QUOTED TEXT:
Edufutures There is no shortage of thought leaders who will expound in papers and blogs about their particular perspective, approach and beliefs about the future of education. Then there are others who do that but add in a healthy dose of pragmatism that clearly demonstrates they're explorers of the topic and are eagerly seeking trends and the influences driving the exponentially accelerating shift toward a digital future for education.

As a huge fan of serendipity, I can't tell you how often I've been at a conference, trade show or event while in "seek mode" looking for answers to questions about some topic and by happenstance something occurred that changed the course of my seeking. Often my exploration is quite focused, but sometimes it is so vague that I simply point myself in the general direction of an answer and let myself be carried along by the flow of information being revealed. In either scenario, some person, piece of knowledge or technology demonstration appears and I smile as I let the "Aha!" unfold and the dots get connected in my mind.

I had that sort of experience as I was seeking stories and events around Minnesota innovation for a technology site I lead called Minnov8. Clicking on a link brought me to Education Futures, a site founded in Minnesota by a group of educators and theorists who view the rate of change like I do: "Founded on November 20, 2004, Education Futures explores a New Paradigm in human capital development, fueled by globalization, the rise of innovative knowledge societies, and driven by exponential, accelerating change.

Earlier today I reached out to the Education Futures founder by email asking if we could get together at some point and commiserate about accelerating change and my intention is to interview John Moravec, PhD and gain access to insights and bring that to you on this blog.

What I found with their site is yet another data point that validates what you've been reading here at Accelerating Change. Their point of view is something worth discussing as you continue to strive for an educational model that meets and exceeds today and tomorrow's student needs and the world they'll enter in the not-too-distant future. 

It was a specific piece written in November of last year that grabbed my attention and caused me to invest some time reading and poking around their site. 

The piece was entitled Knowmads in Society 3.0 and the concept is that "In the pre-industrial age, nomads were people that moved with their livelihood (usually animal herding) instead of settling at a single location. Industrialization forced the settlement of many nomadic peoples, but something new is emerging in the 21st century: Knowmads."

This post is an excellent positioning of the tenets, approach, and work that these thought leaders are delivering on in their teachings, consulting and on the Education Futures site and reinforces what I've been trying to get across in this blog: that there is an onrush of enabling technologies, applications and behavior changes that will fundamentally change the nature of the world our students will live and work in.

REQUIRED TASKS:
1) According to the post about Education Futures, on what date was Education Futures founded?
2) Copy the passage of the post about Education Futures word for word, from "Earlier today I" up to and including "around their site.".
The lines that come next are separate material unrelated to the post.

INFORMATION GIVEN:
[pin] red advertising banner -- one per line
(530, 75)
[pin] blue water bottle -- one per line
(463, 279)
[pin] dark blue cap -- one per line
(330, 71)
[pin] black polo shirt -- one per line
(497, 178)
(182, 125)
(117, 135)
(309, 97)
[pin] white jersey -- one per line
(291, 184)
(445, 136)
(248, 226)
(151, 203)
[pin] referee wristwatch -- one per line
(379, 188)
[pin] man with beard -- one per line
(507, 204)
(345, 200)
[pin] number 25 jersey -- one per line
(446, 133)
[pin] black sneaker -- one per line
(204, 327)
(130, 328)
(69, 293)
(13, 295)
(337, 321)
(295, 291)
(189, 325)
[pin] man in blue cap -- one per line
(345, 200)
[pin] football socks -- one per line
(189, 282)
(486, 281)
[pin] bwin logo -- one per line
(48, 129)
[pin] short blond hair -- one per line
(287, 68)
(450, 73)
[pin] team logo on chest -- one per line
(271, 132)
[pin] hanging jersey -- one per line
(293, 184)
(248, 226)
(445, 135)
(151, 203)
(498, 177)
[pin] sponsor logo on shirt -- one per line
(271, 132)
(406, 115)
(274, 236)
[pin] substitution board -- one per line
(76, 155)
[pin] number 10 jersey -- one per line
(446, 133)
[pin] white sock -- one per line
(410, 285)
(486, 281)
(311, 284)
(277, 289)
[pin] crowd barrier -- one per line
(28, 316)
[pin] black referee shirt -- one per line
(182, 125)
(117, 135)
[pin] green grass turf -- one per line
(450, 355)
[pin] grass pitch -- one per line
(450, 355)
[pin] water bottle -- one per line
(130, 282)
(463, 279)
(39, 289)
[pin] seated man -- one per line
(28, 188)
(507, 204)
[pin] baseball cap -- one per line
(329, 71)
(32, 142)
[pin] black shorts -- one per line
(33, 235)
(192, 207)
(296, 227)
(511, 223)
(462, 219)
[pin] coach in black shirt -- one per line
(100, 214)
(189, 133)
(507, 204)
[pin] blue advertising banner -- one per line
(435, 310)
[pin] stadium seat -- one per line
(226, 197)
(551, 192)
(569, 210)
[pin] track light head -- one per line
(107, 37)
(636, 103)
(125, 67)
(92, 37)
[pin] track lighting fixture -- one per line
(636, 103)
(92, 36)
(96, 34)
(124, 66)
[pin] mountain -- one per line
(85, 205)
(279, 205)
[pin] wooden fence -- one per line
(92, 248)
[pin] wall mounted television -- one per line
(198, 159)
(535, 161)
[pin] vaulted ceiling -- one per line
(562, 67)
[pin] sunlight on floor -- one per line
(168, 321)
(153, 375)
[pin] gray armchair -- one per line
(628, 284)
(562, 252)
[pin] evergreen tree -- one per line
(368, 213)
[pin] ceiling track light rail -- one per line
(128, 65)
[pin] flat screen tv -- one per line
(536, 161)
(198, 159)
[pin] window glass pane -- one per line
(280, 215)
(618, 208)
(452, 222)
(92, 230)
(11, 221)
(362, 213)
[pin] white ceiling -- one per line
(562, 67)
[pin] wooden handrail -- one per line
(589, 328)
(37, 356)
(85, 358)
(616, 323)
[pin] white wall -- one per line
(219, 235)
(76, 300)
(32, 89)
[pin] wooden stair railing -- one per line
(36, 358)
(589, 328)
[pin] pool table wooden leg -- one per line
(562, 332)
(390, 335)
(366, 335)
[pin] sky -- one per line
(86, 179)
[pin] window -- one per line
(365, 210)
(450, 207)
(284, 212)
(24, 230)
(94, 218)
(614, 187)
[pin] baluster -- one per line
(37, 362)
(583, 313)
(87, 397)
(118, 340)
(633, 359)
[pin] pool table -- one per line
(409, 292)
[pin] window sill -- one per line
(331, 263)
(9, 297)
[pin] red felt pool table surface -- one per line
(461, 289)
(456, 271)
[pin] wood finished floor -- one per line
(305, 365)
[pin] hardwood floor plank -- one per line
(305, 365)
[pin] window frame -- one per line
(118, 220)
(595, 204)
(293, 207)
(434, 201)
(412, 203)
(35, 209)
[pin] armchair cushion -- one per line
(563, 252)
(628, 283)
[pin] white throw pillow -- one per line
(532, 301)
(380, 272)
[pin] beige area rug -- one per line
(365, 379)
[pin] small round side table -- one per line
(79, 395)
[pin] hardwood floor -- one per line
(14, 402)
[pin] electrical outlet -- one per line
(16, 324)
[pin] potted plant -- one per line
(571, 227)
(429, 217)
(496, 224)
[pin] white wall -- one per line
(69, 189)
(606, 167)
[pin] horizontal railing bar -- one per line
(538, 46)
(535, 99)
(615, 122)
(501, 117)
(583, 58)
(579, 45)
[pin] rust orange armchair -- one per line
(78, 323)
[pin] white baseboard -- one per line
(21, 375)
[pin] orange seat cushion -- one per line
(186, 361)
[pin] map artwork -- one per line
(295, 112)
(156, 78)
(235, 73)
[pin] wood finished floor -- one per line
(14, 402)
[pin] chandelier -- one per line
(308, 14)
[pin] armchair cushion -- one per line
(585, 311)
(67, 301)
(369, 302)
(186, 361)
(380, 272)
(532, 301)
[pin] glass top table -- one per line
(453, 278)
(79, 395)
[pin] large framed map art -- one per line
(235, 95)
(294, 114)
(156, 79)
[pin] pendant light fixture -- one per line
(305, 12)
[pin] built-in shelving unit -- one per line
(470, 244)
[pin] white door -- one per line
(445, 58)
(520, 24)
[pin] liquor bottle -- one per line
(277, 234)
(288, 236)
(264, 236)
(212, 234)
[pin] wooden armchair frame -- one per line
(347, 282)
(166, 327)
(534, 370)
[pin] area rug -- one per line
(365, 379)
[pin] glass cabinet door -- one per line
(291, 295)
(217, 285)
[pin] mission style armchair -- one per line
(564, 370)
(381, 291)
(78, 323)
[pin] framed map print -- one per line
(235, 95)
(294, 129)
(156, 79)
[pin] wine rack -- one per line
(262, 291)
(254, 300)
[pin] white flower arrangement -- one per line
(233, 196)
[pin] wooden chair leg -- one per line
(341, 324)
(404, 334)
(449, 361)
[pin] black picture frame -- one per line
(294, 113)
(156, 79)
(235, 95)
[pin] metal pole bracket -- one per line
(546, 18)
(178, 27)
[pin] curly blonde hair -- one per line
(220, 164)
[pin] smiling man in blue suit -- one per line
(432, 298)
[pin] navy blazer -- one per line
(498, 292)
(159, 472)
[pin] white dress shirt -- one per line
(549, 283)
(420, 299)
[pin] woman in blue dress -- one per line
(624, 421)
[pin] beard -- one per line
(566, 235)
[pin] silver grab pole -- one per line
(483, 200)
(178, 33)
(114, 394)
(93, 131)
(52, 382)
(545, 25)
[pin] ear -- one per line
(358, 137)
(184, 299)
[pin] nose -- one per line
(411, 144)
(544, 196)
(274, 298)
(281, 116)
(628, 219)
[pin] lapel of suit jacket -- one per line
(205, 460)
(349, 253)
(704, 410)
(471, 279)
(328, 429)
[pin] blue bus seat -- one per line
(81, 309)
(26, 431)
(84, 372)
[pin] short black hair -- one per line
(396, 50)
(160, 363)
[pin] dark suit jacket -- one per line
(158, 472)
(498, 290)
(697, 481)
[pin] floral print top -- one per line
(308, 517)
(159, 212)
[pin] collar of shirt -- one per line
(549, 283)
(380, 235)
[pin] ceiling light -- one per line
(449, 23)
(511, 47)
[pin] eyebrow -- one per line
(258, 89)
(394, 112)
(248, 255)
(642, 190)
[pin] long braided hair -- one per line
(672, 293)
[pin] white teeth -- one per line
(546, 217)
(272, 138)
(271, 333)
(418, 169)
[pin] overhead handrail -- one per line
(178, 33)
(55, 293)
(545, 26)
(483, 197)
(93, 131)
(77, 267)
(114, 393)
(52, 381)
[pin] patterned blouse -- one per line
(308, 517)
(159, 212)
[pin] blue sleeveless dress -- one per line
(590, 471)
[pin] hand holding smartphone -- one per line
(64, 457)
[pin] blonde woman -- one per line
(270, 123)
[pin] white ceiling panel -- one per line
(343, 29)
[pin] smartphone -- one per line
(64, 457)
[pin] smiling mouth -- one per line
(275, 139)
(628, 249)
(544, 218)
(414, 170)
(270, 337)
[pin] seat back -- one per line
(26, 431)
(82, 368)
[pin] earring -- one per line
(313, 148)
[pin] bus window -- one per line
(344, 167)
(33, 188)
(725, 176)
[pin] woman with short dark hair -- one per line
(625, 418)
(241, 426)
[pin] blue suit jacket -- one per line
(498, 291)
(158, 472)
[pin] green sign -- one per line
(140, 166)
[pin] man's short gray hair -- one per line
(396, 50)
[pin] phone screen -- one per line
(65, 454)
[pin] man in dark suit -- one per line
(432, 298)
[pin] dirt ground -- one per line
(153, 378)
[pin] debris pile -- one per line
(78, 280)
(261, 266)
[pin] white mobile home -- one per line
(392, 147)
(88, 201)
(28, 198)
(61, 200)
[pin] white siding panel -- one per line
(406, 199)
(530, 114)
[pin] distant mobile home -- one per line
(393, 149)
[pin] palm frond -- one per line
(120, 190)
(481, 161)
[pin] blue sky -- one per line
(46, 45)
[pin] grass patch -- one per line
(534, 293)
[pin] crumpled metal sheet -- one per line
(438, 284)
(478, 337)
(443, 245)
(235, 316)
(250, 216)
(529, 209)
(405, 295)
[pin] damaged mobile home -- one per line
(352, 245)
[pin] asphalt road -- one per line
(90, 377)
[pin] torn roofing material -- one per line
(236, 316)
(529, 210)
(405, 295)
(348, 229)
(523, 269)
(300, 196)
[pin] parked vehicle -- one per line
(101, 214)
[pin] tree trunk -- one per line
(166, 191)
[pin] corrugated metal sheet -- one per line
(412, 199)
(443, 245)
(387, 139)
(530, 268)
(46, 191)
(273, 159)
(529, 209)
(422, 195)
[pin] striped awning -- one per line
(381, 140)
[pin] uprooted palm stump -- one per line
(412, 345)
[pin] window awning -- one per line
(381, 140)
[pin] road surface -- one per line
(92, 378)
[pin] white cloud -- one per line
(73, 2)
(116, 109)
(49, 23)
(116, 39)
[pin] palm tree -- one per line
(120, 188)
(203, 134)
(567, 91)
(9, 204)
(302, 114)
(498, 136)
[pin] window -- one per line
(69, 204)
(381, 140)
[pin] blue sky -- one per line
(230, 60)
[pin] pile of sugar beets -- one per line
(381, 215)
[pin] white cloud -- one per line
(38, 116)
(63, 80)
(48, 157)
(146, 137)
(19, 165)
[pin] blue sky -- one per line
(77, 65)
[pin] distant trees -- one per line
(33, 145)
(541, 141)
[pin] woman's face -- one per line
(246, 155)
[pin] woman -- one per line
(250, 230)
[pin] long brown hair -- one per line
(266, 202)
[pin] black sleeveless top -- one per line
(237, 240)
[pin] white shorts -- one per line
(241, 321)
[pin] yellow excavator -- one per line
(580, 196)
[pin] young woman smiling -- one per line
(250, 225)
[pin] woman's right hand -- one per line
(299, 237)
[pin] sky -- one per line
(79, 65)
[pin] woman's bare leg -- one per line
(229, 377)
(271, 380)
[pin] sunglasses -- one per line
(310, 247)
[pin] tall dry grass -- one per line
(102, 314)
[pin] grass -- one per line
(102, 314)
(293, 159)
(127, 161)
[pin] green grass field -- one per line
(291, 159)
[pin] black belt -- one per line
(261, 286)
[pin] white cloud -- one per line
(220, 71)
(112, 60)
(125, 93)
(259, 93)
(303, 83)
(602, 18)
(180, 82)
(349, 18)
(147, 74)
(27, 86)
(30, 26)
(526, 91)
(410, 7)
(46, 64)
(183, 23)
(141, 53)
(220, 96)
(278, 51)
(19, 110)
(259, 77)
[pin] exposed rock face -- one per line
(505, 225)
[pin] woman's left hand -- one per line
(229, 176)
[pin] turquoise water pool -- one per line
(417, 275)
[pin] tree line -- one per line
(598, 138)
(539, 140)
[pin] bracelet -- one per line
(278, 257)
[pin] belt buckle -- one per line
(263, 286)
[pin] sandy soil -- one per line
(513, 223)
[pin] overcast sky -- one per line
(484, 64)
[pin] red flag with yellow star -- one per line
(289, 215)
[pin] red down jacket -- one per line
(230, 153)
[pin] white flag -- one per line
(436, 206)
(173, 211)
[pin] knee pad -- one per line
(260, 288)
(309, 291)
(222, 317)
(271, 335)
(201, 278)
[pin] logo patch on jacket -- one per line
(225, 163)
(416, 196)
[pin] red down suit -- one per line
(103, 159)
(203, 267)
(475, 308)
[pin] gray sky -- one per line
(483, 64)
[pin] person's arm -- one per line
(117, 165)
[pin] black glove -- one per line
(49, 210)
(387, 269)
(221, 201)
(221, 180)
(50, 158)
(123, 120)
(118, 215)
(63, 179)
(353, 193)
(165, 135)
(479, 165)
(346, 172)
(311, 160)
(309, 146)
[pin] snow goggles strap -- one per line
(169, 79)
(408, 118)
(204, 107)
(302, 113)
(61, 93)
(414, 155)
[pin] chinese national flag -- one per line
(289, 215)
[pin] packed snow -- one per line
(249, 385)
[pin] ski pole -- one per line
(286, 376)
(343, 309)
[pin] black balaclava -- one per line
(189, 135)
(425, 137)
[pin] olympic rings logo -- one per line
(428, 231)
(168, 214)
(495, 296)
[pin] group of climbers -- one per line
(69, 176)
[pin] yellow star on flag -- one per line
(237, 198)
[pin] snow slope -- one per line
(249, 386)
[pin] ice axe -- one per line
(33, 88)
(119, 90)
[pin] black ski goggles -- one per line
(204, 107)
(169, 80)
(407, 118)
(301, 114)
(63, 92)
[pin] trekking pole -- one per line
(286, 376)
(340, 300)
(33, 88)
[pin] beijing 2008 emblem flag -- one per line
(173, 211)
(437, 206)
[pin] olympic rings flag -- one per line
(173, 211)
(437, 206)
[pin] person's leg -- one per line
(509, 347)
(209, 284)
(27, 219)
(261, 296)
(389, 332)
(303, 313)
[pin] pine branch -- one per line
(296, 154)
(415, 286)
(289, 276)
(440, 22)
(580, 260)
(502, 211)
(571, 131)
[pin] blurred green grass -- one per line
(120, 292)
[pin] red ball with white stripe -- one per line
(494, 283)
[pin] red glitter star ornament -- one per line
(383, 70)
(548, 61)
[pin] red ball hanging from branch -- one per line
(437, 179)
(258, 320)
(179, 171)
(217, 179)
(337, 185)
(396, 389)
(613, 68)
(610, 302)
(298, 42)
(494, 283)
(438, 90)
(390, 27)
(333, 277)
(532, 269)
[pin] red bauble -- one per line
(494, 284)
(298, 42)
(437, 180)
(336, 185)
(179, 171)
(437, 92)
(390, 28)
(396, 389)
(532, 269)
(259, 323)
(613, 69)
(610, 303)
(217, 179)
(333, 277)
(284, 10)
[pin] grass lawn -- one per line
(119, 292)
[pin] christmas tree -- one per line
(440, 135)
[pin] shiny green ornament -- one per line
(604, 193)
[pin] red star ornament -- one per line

EXPECTED RESPONSES:
1) November 20, 2004

2)
Earlier today I reached out to the Education Futures founder by email asking if we could get together at some point and commiserate about accelerating change and my intention is to interview John Moravec, PhD and gain access to insights and bring that to you on this blog.

What I found with their site is yet another data point that validates what you've been reading here at Accelerating Change. Their point of view is something worth discussing as you continue to strive for an educational model that meets and exceeds today and tomorrow's student needs and the world they'll enter in the not-too-distant future. 

It was a specific piece written in November of last year that grabbed my attention and caused me to invest some time reading and poking around their site.